- Reading text
More details can be found at www.lancs.ac.uk/staff/angelov

EDGE: Explainable-by-Design Highly Efficient Deep Learning

Machine Learning (ML) and AI justifiably attract the attention and interest not only of the wider scientific community and industry, but also society and policy makers. Recent developments in this area range from accurately recognising images and speech to beating the best players in games like Chess, Go and Jeopardy. In such well-structured problems, the ML and AI algorithms were able to surpass the human performance, acting autonomously. These breakthroughs in performance were made possible due to the dramatic increase of computational power and the amount and ubiquity of the data available. This data-rich environment, however, led to the temptation to shortcut from raw data to the solutions without getting a deep insight and understanding of the underlying dependencies and causalities between the factors and the internal model structure. Even the most powerful (in terms of accuracy) algorithms such as deep learning (DL) can give a wrong output, which may be fatal. Recently, a crash by a driverless Uber car was reported raising issues such as responsibility and the lack of transparency, which could help analyse the cause and prevent future crashes. Due to the opaque and cumbersome model structure used by DL, some authors started to talk about a dystopian “black box” society. Having the true potential to revolutionize industries and the way we live, the recent breakthroughs in ML and AI also raised many new questions and issues. These are related primarily to their transparency, explainability, fairness, bias and their heavy dependence on large quantities of labeled training data.

- Request 1
Decide whether each statement agrees with the text on explainable deep learning, answering yes or no and quoting the words that settle it. (a) ML and AI algorithms have outperformed humans on well-structured problems. (b) Deep learning algorithms do not produce wrong outputs. (c) The reported crash involved a driverless Uber car.
- Request 2
Resume the text on explainable deep learning, writing on from its final sentence.

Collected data
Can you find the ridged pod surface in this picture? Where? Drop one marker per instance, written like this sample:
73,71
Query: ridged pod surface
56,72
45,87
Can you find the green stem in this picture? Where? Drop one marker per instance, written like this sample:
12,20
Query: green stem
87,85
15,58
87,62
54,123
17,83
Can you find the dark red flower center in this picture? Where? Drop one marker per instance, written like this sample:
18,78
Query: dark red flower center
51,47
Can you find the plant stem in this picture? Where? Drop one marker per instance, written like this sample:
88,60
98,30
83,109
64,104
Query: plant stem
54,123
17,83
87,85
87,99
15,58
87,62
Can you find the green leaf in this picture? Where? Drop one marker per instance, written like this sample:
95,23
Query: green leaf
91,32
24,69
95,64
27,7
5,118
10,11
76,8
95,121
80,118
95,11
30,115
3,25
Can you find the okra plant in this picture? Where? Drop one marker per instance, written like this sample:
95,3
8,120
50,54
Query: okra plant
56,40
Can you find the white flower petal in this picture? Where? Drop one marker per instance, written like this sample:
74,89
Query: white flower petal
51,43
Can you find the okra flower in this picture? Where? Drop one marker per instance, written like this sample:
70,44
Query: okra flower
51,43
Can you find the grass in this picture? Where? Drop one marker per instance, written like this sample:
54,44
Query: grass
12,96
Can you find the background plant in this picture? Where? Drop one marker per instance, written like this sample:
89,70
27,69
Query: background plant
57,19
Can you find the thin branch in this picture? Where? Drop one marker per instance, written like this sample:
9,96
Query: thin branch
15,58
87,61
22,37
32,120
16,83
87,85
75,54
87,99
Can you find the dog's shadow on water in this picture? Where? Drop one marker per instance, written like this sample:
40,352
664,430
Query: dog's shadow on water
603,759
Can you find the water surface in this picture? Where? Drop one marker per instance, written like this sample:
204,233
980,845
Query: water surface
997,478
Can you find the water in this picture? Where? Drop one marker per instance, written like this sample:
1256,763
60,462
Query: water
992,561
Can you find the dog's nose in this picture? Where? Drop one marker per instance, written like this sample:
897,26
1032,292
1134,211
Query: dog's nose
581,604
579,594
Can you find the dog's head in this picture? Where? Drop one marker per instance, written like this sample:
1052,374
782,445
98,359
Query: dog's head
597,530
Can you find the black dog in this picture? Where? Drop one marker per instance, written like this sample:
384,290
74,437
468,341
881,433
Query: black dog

- Right answer 1
(a) Yes: "In such well-structured problems, the ML and AI algorithms were able to surpass the human performance, acting autonomously."
(b) No: "Even the most powerful (in terms of accuracy) algorithms such as deep learning (DL) can give a wrong output, which may be fatal."
(c) Yes: "Recently, a crash by a driverless Uber car was reported"

- Right answer 2
Despite the success in this area, the way computers learn is still principally different from the way people acquire new knowledge, recognise objects and make decisions. Children during their sensory-motor development stage (first two years of a child’s life) imitate observed activities and are able to learn from one or few examples in “one-shot learning”. People do not need a huge amount of annotated data. They learn by example, using similarities to previously acquired prototypes, not by using parametric analytical models. They can explain and pass aggregated knowledge to other humans. They predict based on rules they formulate using prototypes and examples.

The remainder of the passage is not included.